- [Problem statement]
Give every entry again, exactly.

(Entries provided Opens)

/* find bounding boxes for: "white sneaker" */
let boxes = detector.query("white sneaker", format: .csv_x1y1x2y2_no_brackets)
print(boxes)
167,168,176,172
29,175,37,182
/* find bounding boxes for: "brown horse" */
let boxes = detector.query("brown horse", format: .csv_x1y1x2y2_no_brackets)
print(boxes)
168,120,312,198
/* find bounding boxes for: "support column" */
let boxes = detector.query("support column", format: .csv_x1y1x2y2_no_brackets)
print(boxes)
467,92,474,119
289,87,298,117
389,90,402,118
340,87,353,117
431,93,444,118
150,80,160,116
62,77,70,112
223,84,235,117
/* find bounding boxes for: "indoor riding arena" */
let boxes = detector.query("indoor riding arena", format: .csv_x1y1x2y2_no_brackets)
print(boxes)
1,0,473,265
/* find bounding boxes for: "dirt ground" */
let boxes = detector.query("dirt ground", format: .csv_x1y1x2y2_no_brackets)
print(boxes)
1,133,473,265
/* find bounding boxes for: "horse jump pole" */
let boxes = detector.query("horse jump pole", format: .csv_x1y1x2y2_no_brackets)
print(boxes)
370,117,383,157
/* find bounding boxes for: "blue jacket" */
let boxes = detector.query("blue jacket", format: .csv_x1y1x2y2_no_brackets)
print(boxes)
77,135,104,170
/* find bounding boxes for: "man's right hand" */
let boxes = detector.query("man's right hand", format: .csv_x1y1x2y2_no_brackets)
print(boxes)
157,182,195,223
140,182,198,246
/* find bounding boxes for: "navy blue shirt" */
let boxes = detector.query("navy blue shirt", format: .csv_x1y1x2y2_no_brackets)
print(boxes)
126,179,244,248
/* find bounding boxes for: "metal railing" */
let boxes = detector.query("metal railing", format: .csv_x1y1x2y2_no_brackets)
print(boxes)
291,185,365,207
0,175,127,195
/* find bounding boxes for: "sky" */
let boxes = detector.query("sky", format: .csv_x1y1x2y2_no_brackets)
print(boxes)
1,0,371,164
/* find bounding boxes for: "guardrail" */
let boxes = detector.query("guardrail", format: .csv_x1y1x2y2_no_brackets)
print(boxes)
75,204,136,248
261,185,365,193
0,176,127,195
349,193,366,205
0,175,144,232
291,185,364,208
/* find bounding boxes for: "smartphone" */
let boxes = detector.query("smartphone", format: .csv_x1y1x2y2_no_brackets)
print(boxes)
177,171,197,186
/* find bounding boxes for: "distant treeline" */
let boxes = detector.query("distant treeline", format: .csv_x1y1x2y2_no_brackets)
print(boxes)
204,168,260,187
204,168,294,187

(Entries provided Closes)

- [Problem solution]
/* find bounding boxes for: "white sneaker" */
let boxes = detector.query("white sneaker", format: .csv_x1y1x2y2_no_brackets)
print(boxes)
167,168,176,172
29,175,37,182
/* find bounding boxes for: "brown horse" */
let boxes = detector.query("brown horse", format: .csv_x1y1x2y2_no_brackets)
print(boxes)
168,120,312,198
/* find bounding boxes for: "support column" */
let boxes = detector.query("support column", format: .csv_x1y1x2y2_no_brackets)
print(boxes)
467,92,474,119
289,87,298,117
389,90,402,118
340,87,353,117
431,93,444,118
150,80,160,116
62,77,70,112
223,84,235,117
/* find bounding boxes for: "indoor riding arena" */
let boxes = detector.query("indoor riding arena", format: .csv_x1y1x2y2_no_brackets)
print(boxes)
1,0,473,265
/* find bounding boxes for: "dirt ground" */
let boxes = detector.query("dirt ground", format: .csv_x1y1x2y2_no_brackets)
print(boxes)
1,133,473,265
/* find bounding boxes for: "horse jump pole" */
let boxes = detector.query("horse jump pole", format: .csv_x1y1x2y2_no_brackets)
print(boxes)
370,117,383,157
/* find bounding boxes for: "blue jacket" */
let boxes = detector.query("blue jacket", format: .csv_x1y1x2y2_no_brackets)
print(boxes)
77,135,104,170
/* find bounding boxes for: "man's right hand" */
let boxes = detector.query("man's right hand", format: .csv_x1y1x2y2_no_brackets)
print(boxes)
157,182,195,223
140,182,198,246
/* find bounding boxes for: "navy blue shirt" */
let boxes = detector.query("navy blue shirt", format: .csv_x1y1x2y2_no_brackets)
print(boxes)
126,179,244,248
/* find bounding boxes for: "metal railing" */
let boxes = detector.query("metal railing", format: .csv_x1y1x2y2_no_brackets)
print(boxes)
291,185,365,207
0,175,127,195
/* find bounding boxes for: "sky" */
let boxes = detector.query("sky", format: .csv_x1y1x2y2_no_brackets)
print(boxes)
1,0,371,164
/* find bounding boxes for: "guardrail" */
let boxes = detector.query("guardrail", format: .csv_x1y1x2y2_no_brackets)
print(boxes)
75,204,136,248
261,185,365,193
0,176,127,195
349,193,366,205
0,175,144,232
291,185,364,208
/* find bounding boxes for: "smartphone" */
let boxes = detector.query("smartphone", format: .csv_x1y1x2y2_no_brackets)
print(boxes)
177,171,197,186
/* find bounding boxes for: "distant treeline" */
let boxes = detector.query("distant treeline", format: .csv_x1y1x2y2_no_brackets)
print(boxes)
204,168,260,187
204,168,294,187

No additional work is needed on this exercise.